Another popular and delicious choice are Scallops. Scallops have a beautiful natural sweetness to them, which cuts through the acidic flavors of the Aguachile perfectly. Scallops are best prepared by slicing them thinly and then have them sit in the Aguachile sauce for about 15 – 20 minutes before serving

In summary, you really can’t go wrong with Seafood choices for Aguachile. Each type of Seafood will bring its own unique flavors and textures to the dish. Why not experiment with a few different types of Seafood and let us know which you preferred?

Regardless, white fish, and specifically Red Snapper Aguachile will make an amazing tasting appetizer. So, follow our recipe below and you’ll be enjoying this wonderful recipe in no time at all

Red Snapper Aguachile Spicy Salty Sour
Spicy, Salty, Sour are the three flavor profiles in a good Red Snapper Aguachile dish

There are three flavor profiles you’re looking for in a good Aguachile sauce

A good quality Aguachile will have pronounced flavors of both spice, salt, and sour. The combination of all three is extremely important to have a well-rounded, flavorful Aguachile Sauce. Depending on your flavor preferences you can alter the quantity of the ingredients we’ve included in our recipe slightly

For instance, we like our Aguachile on the acidic side, so are recommending you use the juice of 5 limes. We’re scaling back the heat a little bit and avoiding using the seeds of the Jalapeno. So, if you’re looking for a little bit more heat in the dish and slightly less acidity – you can adjust the quantities accordingly

We feel our Red Snapper Aguachile has the perfect amount of ingredients for a well-balanced, light sauce that still packs plenty of flavor and spice. However, every flavor profile is different, so we recommend tasting your sauce once everything is blended and adjust accordingly

We recommend adding the juice of 3 limes to start and avoiding the Jalapeno Seeds. Give the sauce a taste once it’s all been blitzed together to see what you think. If it’s plenty spicy then there’s no need to add the Jalapeno seeds. If the sauce isn’t as vibrant and bold as you’d like, then add more Acid

Don’t be afraid of the acid it’s what makes this Red Snapper Aguachile taste so good!

> **Material shown**:

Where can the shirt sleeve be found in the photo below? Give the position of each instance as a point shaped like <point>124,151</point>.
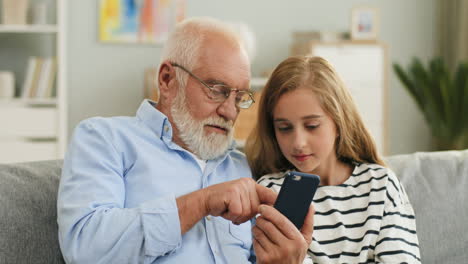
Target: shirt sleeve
<point>397,241</point>
<point>94,225</point>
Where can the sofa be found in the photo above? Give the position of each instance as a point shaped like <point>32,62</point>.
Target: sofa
<point>436,183</point>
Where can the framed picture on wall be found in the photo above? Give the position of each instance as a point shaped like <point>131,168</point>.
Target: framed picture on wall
<point>138,21</point>
<point>365,23</point>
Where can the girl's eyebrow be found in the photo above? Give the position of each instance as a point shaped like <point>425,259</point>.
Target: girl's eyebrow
<point>312,117</point>
<point>304,118</point>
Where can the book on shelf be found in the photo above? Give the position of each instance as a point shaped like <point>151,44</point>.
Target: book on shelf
<point>40,78</point>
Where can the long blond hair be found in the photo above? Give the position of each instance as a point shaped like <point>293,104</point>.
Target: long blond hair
<point>354,143</point>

> **Written request 1**: From the aguachile article, repeat the passage starting at "We feel our" and ending at "taste so good!".
> **Written request 2**: In the aguachile article, how long should thinly sliced scallops sit in the Aguachile sauce before serving?

> **Full answer 1**:
We feel our Red Snapper Aguachile has the perfect amount of ingredients for a well-balanced, light sauce that still packs plenty of flavor and spice. However, every flavor profile is different, so we recommend tasting your sauce once everything is blended and adjust accordingly

We recommend adding the juice of 3 limes to start and avoiding the Jalapeno Seeds. Give the sauce a taste once it’s all been blitzed together to see what you think. If it’s plenty spicy then there’s no need to add the Jalapeno seeds. If the sauce isn’t as vibrant and bold as you’d like, then add more Acid

Don’t be afraid of the acid it’s what makes this Red Snapper Aguachile taste so good!

> **Full answer 2**: About 15 to 20 minutes.